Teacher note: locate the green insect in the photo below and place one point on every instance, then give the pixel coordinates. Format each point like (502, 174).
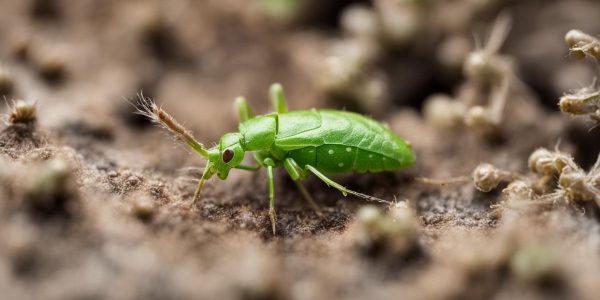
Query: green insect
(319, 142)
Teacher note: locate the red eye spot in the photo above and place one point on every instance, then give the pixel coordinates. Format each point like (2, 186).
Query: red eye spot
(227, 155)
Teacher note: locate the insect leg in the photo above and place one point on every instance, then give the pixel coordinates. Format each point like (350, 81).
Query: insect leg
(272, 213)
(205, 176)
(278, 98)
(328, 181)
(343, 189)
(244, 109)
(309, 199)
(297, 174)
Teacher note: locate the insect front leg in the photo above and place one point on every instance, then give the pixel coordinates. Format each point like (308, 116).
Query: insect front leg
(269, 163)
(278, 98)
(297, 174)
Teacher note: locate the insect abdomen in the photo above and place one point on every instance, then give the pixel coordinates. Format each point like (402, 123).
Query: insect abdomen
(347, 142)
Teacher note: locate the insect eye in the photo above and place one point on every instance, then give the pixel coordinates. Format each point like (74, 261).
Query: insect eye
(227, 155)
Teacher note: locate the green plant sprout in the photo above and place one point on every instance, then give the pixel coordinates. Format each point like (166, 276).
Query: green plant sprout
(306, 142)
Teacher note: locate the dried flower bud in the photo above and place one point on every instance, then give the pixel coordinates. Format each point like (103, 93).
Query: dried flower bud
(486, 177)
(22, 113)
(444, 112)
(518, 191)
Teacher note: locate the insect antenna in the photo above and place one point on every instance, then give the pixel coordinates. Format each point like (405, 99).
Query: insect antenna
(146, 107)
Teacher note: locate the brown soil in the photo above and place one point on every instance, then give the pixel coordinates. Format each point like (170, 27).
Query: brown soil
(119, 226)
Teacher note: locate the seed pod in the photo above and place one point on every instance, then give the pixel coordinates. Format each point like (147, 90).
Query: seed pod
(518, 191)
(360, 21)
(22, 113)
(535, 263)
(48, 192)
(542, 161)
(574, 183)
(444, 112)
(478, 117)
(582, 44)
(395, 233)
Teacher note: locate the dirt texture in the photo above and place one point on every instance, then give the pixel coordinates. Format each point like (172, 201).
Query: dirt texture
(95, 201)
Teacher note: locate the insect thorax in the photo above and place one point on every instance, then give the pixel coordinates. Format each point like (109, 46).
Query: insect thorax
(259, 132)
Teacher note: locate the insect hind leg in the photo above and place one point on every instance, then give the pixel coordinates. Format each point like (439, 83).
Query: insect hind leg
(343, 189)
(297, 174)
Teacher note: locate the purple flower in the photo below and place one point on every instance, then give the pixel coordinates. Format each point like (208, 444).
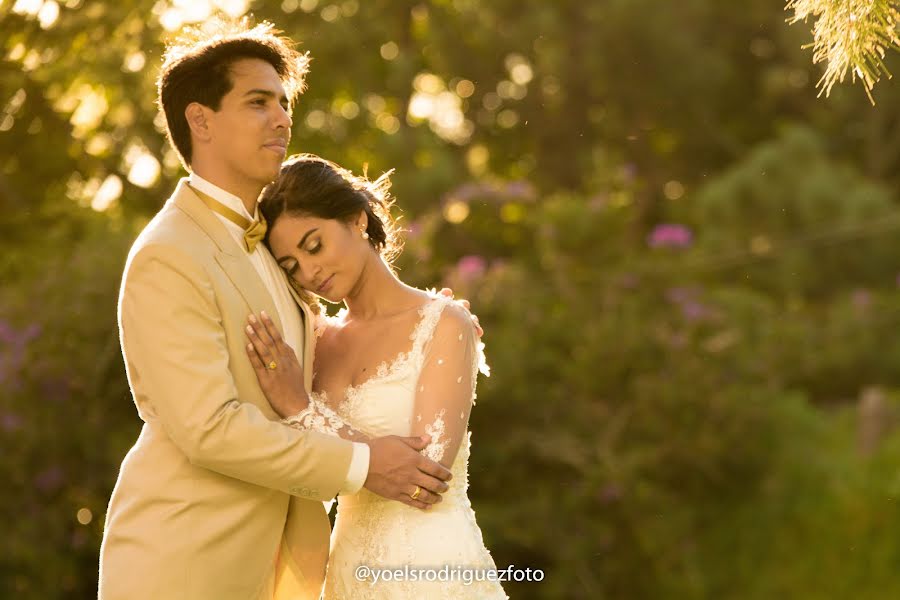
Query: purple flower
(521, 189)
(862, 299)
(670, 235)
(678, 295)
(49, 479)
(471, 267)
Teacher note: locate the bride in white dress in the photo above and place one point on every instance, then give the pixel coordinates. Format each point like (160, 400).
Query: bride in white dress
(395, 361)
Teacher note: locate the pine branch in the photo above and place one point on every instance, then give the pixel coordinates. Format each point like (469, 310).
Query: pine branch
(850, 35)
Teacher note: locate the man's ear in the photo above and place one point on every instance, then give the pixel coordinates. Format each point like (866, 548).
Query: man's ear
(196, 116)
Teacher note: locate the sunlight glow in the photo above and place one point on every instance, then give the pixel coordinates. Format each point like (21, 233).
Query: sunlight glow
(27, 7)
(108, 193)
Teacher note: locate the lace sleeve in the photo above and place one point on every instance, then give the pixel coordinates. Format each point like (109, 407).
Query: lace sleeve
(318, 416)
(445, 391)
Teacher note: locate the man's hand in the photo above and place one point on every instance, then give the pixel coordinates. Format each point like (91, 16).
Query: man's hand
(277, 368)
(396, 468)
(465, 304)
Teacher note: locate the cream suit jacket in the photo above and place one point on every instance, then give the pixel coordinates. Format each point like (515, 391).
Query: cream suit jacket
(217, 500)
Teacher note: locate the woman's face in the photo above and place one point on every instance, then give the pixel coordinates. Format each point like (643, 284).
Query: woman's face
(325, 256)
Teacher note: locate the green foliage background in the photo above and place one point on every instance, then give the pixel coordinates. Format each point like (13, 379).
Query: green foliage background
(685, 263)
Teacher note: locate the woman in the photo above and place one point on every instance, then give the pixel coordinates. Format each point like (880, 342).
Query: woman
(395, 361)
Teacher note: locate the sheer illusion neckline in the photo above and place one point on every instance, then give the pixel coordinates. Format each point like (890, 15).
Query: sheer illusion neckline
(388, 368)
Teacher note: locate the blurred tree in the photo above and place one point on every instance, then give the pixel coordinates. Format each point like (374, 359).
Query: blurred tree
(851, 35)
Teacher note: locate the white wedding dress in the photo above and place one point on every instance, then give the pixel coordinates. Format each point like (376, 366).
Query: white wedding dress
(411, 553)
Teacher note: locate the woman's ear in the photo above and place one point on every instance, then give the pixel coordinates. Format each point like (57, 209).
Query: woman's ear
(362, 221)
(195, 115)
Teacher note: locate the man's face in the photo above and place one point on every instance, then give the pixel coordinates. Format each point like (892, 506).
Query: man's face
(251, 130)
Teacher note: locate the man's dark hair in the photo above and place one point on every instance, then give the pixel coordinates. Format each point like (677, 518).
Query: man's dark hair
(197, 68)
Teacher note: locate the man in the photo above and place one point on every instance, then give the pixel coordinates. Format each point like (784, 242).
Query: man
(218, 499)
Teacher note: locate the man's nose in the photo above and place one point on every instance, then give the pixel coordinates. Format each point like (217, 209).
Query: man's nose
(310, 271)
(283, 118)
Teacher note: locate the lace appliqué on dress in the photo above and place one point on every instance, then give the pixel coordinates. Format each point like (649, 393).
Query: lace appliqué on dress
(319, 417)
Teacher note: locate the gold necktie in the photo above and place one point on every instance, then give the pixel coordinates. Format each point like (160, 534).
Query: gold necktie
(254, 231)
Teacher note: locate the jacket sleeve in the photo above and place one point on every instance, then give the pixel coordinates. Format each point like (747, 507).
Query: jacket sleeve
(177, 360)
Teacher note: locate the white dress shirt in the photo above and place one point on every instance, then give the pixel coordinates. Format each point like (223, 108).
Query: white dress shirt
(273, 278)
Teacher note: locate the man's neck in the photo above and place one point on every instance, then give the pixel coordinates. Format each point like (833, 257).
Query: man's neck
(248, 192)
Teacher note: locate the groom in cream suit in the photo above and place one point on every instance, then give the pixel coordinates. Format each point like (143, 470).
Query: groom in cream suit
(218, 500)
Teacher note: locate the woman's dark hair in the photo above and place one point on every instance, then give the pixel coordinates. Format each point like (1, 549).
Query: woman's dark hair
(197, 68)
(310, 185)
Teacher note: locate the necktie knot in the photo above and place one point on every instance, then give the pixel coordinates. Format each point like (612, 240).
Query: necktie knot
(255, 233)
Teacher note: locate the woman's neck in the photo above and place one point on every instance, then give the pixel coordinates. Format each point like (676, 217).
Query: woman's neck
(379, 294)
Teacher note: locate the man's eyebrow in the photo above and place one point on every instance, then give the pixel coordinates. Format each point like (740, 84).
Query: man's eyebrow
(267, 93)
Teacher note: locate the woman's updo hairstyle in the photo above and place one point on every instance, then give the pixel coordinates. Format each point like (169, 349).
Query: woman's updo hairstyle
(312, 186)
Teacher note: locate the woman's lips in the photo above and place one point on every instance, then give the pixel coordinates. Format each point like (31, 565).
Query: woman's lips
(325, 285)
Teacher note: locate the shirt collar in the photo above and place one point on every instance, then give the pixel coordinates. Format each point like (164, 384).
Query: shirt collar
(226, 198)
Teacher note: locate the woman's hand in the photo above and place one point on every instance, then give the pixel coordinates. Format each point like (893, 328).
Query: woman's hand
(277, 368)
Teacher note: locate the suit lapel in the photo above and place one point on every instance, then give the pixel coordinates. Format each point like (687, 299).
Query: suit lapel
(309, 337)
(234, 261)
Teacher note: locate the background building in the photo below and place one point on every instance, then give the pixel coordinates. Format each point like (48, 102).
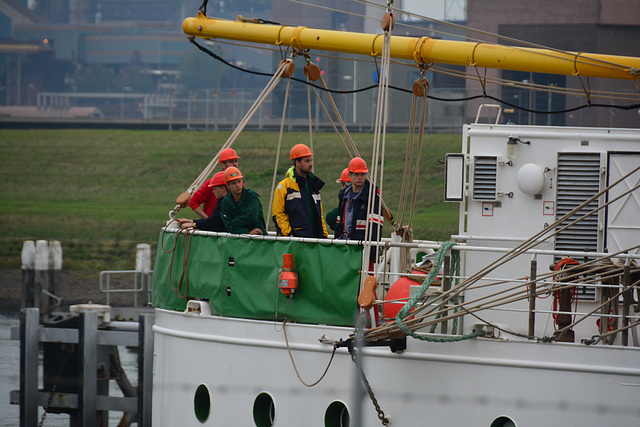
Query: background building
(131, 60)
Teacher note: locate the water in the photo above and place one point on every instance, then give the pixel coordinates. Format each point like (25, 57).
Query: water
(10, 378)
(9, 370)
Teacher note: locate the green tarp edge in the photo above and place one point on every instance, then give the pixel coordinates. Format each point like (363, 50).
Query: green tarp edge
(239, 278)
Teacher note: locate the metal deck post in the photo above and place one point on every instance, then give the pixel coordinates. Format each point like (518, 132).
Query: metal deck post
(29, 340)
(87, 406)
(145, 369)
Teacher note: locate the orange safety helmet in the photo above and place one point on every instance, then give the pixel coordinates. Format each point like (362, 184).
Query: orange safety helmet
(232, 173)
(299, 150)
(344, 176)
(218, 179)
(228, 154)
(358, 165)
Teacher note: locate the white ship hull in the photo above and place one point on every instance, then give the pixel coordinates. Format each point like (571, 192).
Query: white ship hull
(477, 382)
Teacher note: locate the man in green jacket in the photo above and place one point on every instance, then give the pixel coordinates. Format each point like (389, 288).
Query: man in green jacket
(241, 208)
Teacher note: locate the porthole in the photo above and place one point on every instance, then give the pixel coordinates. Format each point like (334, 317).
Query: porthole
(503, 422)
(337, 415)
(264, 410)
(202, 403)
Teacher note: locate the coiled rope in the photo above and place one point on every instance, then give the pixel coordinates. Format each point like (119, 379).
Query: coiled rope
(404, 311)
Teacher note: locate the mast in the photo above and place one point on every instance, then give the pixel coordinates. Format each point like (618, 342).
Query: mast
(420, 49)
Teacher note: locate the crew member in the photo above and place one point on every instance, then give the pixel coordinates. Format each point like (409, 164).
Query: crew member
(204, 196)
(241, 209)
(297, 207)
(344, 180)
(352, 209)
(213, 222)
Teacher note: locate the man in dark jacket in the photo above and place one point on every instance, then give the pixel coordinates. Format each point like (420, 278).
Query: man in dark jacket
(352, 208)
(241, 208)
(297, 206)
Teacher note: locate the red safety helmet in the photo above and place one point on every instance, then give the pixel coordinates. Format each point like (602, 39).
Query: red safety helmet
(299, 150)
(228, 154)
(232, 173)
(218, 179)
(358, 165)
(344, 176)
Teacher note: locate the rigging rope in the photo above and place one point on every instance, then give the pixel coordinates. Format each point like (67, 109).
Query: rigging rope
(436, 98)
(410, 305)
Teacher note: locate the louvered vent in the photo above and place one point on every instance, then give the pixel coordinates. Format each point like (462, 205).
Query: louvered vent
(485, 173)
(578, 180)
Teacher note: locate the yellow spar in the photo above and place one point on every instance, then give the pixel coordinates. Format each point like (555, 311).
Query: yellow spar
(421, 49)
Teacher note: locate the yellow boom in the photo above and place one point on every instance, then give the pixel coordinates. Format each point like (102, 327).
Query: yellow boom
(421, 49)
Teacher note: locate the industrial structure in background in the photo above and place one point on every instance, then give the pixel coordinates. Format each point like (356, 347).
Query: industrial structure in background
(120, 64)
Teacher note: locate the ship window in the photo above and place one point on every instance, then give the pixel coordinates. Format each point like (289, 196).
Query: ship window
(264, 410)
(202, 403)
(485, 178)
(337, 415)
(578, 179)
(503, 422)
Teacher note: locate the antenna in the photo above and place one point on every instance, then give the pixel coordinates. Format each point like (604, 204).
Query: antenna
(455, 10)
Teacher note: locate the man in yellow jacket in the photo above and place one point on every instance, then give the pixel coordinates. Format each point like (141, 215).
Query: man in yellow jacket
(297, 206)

• • •

**EXERCISE DESCRIPTION:**
Word for word, restate the line with "Query: ship window" and all remaining lines of the material, stopping only at the final line.

**ANSWER SPACE:**
Query: ship window
(264, 410)
(202, 403)
(485, 178)
(337, 415)
(578, 179)
(503, 422)
Teacher note: locate the antenna in the photo above and place one point on every instance, then give the pixel coordinates. Format each point like (604, 204).
Query: antenna
(455, 10)
Teacher note: locate the man in yellow jacket in the photo above and place one point on every instance, then give the pixel coordinates. Format each point like (141, 215).
Query: man in yellow jacket
(297, 206)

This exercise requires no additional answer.